- **Blok Teks**
⟨
Baca berita dengan sedikit iklan, klik di sini
UNDANG-UNDANG tentang pemilihan umum jelas menyebutkan anggota Komisi Pemilihan Umum harus netral. Sikap tak memihak itu dinyatakan dengan tidak dibolehkannya anggota KPU memasuki partai politik. Bahkan, sejak melamar jadi calon anggota Komisi, seseorang sudah terkena persyaratan tidak menjadi anggota partai politik dalam lima tahun terakhir.
Sangat jelas—ini sangat penting—disebutkan dalam undang-undang itu: anggota KPU tak boleh mengundurkan diri dengan alasan apa pun kecuali sakit. Tentu saja terbuka peluang lain untuk mengundurkan diri jika meninggal—bahkan dalam kasus ini tak perlu surat pengunduran diri.
Secara formal, begitu undang-undang diberlakukan, semua orang dianggap sudah tahu. Kalau demikian halnya, kita tak habis pikir ketika elite Partai Demokrat—apakah itu Anas Urbaningrum atau yang lainnya—tiba-tiba meminang Andi Nurpati yang masih aktif sebagai anggota KPU menjadi pengurus pusat Partai Demokrat. Jelas Partai Demokrat telah melecehkan undang-undang karena menarik seseorang yang netral menjadi tidak netral—seolah negeri ini kekurangan perempuan sebagai kader.
Dengan entengnya elite Demokrat meminta Andi Nurpati mengundurkan diri sebagai anggota KPU jika menerima tawaran partai. Belakangan, suara yang meminta Andi Nurpati mundur datang dari anggota Dewan dan mereka yang menyebut diri pengamat. Bahkan Andi Nurpati sendiri sudah membuat surat pengunduran diri. Dari mana logika berpikir ini mendapat pijakan? Undang-undang menyebut alasan pengunduran diri hanya sakit. Apakah pengurus partai merupakan tempat berkumpulnya orang sakit?
Memang, Nurpati tak boleh dilarang menjadi politikus atau menjadi apa pun, hak asasi yang dimiliki seseorang—alasan yang kini banyak dipakai sebagai pembenaran. Betul, hak ini boleh saja diambil. Hanya, ketika hak itu sudah diambil dan Nurpati resmi menjadi pengurus partai, KPU—dengan membentuk Dewan Kehormatan ataupun tidak—harus langsung memecat Nurpati sebagai anggota Komisi. Kata lainnya, memberhentikan dengan tidak hormat, karena tak lagi netral. Titik.
⟩
- **Baris Data**
⟨
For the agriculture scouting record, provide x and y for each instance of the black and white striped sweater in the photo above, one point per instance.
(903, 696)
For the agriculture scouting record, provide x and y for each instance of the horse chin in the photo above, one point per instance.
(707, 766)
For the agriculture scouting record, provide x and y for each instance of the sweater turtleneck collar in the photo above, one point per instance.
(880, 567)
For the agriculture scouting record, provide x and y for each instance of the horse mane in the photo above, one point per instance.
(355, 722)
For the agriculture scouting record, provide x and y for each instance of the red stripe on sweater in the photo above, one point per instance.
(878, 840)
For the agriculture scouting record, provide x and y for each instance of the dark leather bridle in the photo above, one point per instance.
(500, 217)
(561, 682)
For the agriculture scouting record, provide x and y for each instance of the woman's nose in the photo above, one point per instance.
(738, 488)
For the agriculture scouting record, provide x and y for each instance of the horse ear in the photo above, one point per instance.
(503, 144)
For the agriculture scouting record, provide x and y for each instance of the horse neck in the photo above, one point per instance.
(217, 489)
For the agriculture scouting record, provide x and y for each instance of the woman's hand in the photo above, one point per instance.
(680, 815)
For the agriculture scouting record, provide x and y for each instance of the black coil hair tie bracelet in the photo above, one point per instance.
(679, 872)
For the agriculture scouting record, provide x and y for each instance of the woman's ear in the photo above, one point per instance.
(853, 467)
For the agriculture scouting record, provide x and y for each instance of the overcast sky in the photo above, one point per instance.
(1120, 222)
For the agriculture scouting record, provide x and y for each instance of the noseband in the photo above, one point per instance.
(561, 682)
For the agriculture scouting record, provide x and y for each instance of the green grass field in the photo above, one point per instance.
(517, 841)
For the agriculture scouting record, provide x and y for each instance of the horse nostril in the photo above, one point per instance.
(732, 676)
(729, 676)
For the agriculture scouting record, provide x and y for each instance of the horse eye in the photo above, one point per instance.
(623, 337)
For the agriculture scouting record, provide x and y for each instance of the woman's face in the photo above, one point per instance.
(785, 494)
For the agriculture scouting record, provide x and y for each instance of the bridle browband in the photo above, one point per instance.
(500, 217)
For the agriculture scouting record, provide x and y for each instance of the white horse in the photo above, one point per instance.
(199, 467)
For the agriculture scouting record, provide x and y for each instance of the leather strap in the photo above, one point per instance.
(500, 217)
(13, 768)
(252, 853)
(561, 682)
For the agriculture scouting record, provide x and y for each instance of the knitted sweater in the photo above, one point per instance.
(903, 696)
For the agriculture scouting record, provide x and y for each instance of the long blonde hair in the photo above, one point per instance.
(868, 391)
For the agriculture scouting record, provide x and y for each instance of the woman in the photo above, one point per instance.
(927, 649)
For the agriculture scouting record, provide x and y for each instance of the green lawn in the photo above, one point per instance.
⟩
- **Tugas Wajib**
Menurut tulisan tentang netralitas anggota KPU, seorang calon anggota Komisi tidak boleh menjadi anggota partai politik dalam jangka waktu berapa lama terakhir?

- **Hasil Tugas**
Calon anggota Komisi tidak boleh menjadi anggota partai politik dalam lima tahun terakhir.